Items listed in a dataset
================================

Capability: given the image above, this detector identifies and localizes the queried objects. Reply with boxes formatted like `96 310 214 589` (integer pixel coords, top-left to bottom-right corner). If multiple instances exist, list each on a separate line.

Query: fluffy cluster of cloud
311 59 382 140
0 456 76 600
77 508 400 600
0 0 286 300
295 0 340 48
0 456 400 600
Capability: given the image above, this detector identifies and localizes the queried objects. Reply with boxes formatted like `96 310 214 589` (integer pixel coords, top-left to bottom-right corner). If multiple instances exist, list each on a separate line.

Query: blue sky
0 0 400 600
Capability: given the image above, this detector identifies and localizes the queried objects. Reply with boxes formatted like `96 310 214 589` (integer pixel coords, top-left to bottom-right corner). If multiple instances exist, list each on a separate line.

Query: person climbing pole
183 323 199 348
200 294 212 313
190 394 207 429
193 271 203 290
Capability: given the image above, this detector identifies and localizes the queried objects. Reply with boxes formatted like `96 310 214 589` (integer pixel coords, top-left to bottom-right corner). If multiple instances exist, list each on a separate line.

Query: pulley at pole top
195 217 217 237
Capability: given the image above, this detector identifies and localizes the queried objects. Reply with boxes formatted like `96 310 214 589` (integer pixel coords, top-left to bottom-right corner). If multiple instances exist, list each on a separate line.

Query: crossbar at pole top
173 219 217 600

================================

SHORT EXERCISE = Reproduce the part of the listing that opens with its first line and closes with the line containing "195 217 217 237", swapping "pole" for "mast" and keeping everything else unchanged.

ANSWER TO THIS TASK =
Capability: given the image above, this detector identifies and localizes the queried objects. Reply with boxes formatted like `96 310 214 589` (integer pixel coords, top-left to bottom-right corner). If multiple instances exist, list each on a separate line.

Query: fluffy cluster of cloud
311 59 382 140
0 456 76 600
77 508 400 600
0 0 286 300
295 0 340 48
0 456 400 600
Capability: given the image above, this detector identifies and localizes the queried objects. Reply with boxes formatted like `96 310 214 589` (integer pixel coords, top-left to bottom-right corner). If multiple instances exist, list each on a separate line.

Query: blue sky
0 0 400 600
Capability: given the image above, this detector identifies and localizes the queried objects. Reply with boxes formatted like `96 310 214 589` (integer pixel coords, top-left to bottom-right corner). If multiple instances exist, list each on a separate line.

Query: person climbing mast
183 323 199 348
200 294 212 313
190 394 207 429
193 271 203 290
Capability: given the image above, this detector identifies and localizes the queried objects. Reply with boxes formatted like `96 310 214 589` (integer pixel coords, top-left to bottom-right corner). If multiple instances exist, list each on a separate line.

Query: pulley at mast top
195 217 217 237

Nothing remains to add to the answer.